本文:
════════════════════

1.サポートを受ける人に「サポートが必要な状況」と納得してもらう。
外国に限らず、本人が手助けが必要ということを認めたがらないことが多い。
私自身にも経験があるが、「仕事が回っていない=自分の実力不足」と思われることを恐れるからだ。
 
だから、出来る限り相手のプライドを傷つけないことを念頭に置きたい。
 
説明する際にはその人の「能力」ではなく、置かれている「状況」を理由に手助けを申し出るのが良いと思う。
 
まず「一人でこれだけの量の仕事をやっているなんて信じられない。業務負荷を考えてサポートに来た。」と敬意とともに伝えるべきだ。
 
直接の業務をサポートする前に、状況把握から手をつけるのが良いだろう。業務負荷がパンパンで回っていない本人は、周りの状況を見る余裕がない場合が多いように思う。
 
そのため、プロジェクトのスケジュールや損益、仕掛かっているタスクの数といった周囲の情報を収集し、数値として本人に見えるようにすることで、助けになるし、かつサポートが必要な状況に納得を得やすくなる。
 
決して「このままだとあなたがボトルネックとなってプロジェクトが遅れてしまう」といった言い方は避けるべきだ。
 
2.サポートを受ける人にまず「コイツは役に立つ」と感じてもらう。
支援を受ける側からすれば、いきなりやってきて「はたしてコイツに何が出来るのか?」、「本当に役に立つのか」という思いがあるだろう。

だから、支援に入ることが決まったら、とにかく目に見える成果が欲しい。成果を出すことでその後のアクションが取りやすくなるからだ。
 
業務支援という形であれば、いきなり業務プロセスの改善や仕組み作りといったでっかいテーマに取り組もうとしてはいけない。

════════════════════

提供資料:
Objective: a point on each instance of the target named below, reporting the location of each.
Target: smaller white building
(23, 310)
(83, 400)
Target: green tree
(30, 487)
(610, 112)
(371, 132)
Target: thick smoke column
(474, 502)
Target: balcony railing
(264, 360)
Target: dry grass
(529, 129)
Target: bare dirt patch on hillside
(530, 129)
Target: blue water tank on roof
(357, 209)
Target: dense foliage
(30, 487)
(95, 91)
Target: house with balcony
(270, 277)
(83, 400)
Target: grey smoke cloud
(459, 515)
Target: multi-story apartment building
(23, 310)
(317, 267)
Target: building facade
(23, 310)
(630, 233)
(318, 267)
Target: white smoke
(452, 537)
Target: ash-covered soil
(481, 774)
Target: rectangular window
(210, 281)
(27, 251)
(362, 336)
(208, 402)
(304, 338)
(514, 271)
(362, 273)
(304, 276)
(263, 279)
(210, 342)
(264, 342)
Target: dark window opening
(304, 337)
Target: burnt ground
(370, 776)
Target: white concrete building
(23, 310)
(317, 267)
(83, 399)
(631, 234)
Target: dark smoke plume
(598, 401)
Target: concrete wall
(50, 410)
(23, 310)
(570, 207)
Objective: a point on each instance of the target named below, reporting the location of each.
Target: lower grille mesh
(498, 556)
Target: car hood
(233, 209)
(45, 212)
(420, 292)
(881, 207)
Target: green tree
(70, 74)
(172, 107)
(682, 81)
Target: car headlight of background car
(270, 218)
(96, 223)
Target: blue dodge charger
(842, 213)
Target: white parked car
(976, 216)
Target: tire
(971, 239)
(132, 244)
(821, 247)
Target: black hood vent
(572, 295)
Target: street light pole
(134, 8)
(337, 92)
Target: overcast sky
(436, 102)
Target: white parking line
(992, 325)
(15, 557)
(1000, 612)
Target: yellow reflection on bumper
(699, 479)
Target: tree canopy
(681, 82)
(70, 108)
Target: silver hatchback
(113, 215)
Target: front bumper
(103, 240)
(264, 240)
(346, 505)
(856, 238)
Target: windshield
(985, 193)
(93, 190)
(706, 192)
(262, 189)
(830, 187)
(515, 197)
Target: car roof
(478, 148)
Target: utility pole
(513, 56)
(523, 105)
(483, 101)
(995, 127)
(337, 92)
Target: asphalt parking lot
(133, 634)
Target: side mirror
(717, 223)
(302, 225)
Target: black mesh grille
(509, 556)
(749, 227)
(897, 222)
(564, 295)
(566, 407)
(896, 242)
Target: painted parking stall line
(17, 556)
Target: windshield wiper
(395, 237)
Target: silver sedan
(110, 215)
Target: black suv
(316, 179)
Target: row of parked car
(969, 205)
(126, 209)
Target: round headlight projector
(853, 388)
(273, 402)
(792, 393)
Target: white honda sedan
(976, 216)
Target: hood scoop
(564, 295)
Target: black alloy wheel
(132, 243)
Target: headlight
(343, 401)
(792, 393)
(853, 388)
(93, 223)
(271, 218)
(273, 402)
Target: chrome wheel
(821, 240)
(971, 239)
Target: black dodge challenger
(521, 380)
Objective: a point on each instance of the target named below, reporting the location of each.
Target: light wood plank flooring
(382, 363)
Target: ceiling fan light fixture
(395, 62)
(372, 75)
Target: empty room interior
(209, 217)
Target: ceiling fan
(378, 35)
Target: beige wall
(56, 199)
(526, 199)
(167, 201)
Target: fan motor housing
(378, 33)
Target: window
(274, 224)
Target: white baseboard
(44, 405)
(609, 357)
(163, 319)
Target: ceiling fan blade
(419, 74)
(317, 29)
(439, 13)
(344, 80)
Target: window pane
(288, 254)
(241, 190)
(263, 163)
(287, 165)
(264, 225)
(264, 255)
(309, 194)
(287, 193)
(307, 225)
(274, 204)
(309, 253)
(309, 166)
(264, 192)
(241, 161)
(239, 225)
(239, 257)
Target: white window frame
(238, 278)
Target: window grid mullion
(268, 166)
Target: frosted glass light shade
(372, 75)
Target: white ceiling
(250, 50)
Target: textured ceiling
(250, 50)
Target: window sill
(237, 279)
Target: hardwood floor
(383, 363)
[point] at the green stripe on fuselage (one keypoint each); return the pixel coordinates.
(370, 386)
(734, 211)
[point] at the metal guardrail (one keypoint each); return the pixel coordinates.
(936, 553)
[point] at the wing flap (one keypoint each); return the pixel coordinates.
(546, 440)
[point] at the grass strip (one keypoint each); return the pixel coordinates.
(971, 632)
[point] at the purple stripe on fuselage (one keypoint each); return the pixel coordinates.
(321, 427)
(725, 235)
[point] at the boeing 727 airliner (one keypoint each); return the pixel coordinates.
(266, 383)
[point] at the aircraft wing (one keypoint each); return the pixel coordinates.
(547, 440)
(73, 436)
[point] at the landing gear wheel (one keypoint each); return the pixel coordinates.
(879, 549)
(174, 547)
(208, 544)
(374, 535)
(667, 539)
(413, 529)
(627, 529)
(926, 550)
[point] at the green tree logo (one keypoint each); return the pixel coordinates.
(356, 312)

════════════════════

やること: 上にある本文を、一字も変えずに最初から最後まで書き写してください。

結果:
1.サポートを受ける人に「サポートが必要な状況」と納得してもらう。
外国に限らず、本人が手助けが必要ということを認めたがらないことが多い。
私自身にも経験があるが、「仕事が回っていない=自分の実力不足」と思われることを恐れるからだ。
 
だから、出来る限り相手のプライドを傷つけないことを念頭に置きたい。
 
説明する際にはその人の「能力」ではなく、置かれている「状況」を理由に手助けを申し出るのが良いと思う。
 
まず「一人でこれだけの量の仕事をやっているなんて信じられない。業務負荷を考えてサポートに来た。」と敬意とともに伝えるべきだ。
 
直接の業務をサポートする前に、状況把握から手をつけるのが良いだろう。業務負荷がパンパンで回っていない本人は、周りの状況を見る余裕がない場合が多いように思う。
 
そのため、プロジェクトのスケジュールや損益、仕掛かっているタスクの数といった周囲の情報を収集し、数値として本人に見えるようにすることで、助けになるし、かつサポートが必要な状況に納得を得やすくなる。
 
決して「このままだとあなたがボトルネックとなってプロジェクトが遅れてしまう」といった言い方は避けるべきだ。
 
2.サポートを受ける人にまず「コイツは役に立つ」と感じてもらう。
支援を受ける側からすれば、いきなりやってきて「はたしてコイツに何が出来るのか?」、「本当に役に立つのか」という思いがあるだろう。

だから、支援に入ることが決まったら、とにかく目に見える成果が欲しい。成果を出すことでその後のアクションが取りやすくなるからだ。
 
業務支援という形であれば、いきなり業務プロセスの改善や仕組み作りといったでっかいテーマに取り組もうとしてはいけない。